## What you need to do
1) Answer these questions from the passage on breast imaging and mammography malpractice.
(a) What detection sensitivity did the addition of screening ultrasound reach in women with the highest breast density?
(b) Which three technologies being studied does the passage say involve no ionizing radiation?
(c) According to the study by Dr. Edward Sickles and colleagues, how do the recall rates of specialist radiologists compare with those of general radiologists?
2) Write the next part of the passage on breast imaging and mammography malpractice, picking up after its final sentence.

## Passage for review
■ ■ ■ ■ ■

Other technologies are popping up as alternatives to x-ray mammograms. A recent study by Dr. Thomas Kolb and colleagues at Columbia-Presbyterian Medical Center in New York City combined conventional mammography with ultrasound for imaging women with dense breasts. The group found that the addition of screening ultrasound increased the detection sensitivity to 94% in those with the highest density (Radiology, October 2002, Vol.225:1, pp. 165-175).

Dr. Etta Pisano, chief of breast imaging at the University of North Carolina School of Medicine in Chapel Hill, and co-authors studied breast PET to determine whether this modality could aid in differential diagnoses of benign from malignant lesions. They concluded that there is not enough available data to answer the question (Academic Radiology, July 2002, Vol. 9:7, pp. 773-784).

Pisano told that she believes there will be a role for breast MRI. A small pilot study is underway by the Cancer Genetics Network and the National Breast MRI Consortium to screen high-risk women with both MRI and ultrasound.

Also being studied are technologies such as thermal imaging, laser imaging, and impedance imaging. None of these involve ionizing radiation.

Should women be advised to have breast screening with other modalities? Pisano argued against this practice: "If you did, you would have a biopsy every year. The more tests you have, the more chances you’re going to have a (false) positive test."

Battling lawsuits

Radiology has become one of the most-sued medical specialties in the U.S., and the delay in diagnosing breast cancer is the primary reason. A woman who had a screening mammogram and is later diagnosed with breast cancer is likely to sue for missed diagnosis. This trend is reflected in the availability and cost of malpractice insurance, and is one of the main reasons young radiologists avoid the field.

Some practices take extraordinary measures to limit malpractice exposure. In the second installment of the New York Times series on mammography, Dr. Stephen Kim of Kaiser Permanente Colorado in Denver reported on his facility’s rigorous quality-assurance program in screening mammography that sometimes resulted in staff radiologists being fired. Other physicians feel any proficiency monitoring beyond MQSA regulations violates professional peer-review standards (New York Times, June 28, 2002).

Freer’s group in Texas believes that enlisting technologies like CAD produces a significant improvement in early detection -- and thus decreases lawsuit vulnerability.

"We take a lot of measures to limit malpractice exposure," Freer said. "We have an extremely rigid patient follow-up system and an ongoing collection of data to measure our performance parameters. Rating radiologists is required under the MQSA regs, but we even go beyond that. We monitor recall rate, our positive predictive values for biopsies, and our cancer detection rate. This is important to us because we all read many thousands of mammograms each year."

One of the specialists in mammography performance is Dr. Edward Sickles at the University of California, San Francisco. He and his colleagues just published a study showing that radiologists who read mammograms exclusively have better scores than those who do so only part time. The study concluded that "specialist radiologists detect more cancers and more early-stage cancers, recommend more biopsies, and have lower recall rates than general radiologists" (Radiology, September 2002, Vol.224:3, pp. 861-869).

■ ■ ■ ■ ■

## Provided material
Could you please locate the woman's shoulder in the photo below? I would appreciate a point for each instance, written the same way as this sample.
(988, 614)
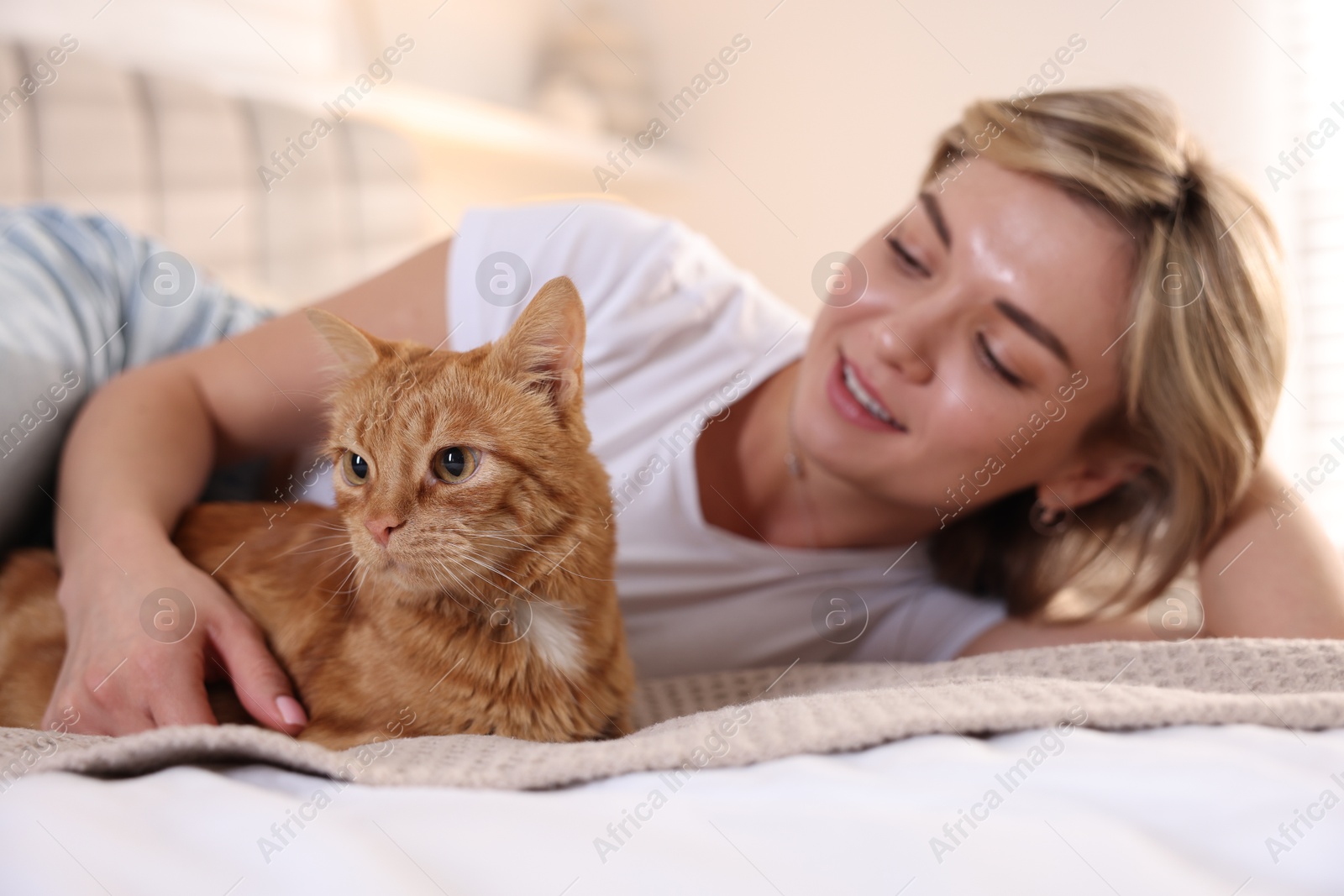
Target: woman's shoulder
(635, 269)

■ ■ ■ ■ ■

## Answers below
1)
(a) 94%
(b) Thermal imaging, laser imaging, and impedance imaging
(c) Specialist radiologists have lower recall rates than general radiologists.

2)
Ultimately, it may take federal legislation to protect radiologists from an avalanche of lawsuits over missed cancers in screening mammograms. Robert Smith, Ph.D., director of cancer screening for the American Cancer Society in Atlanta, advocates screening mammography of healthy women as a public health program, much like mass vaccination of school children.

In 1998, Congress established the national Vaccine Injury Compensation Program (VICP), a federal "no-fault" system designed to compensate individuals, or families of individuals, who have been injured by childhood vaccines administered in the public or private sector. The act requires parties to file under VICP before they can pursue civil litigation. A federal fund was set up to provide awards for justified complaints.

"In a sense, mammography is similar (to VICP)," Smith said. "It is the one radiological exam in which we screen people in good health to determine whether or not they have breast cancer." He said it would require new standards beyond MQSA, and that radiologists and screening centers would have to have high volumes and a demonstrated level of ability to find small cancers.

"There would have to be good-faith criteria that when errors occur, they are likely to be human errors," Smith said, "as opposed to errors where you were delivering a service even though you weren’t competent to do it."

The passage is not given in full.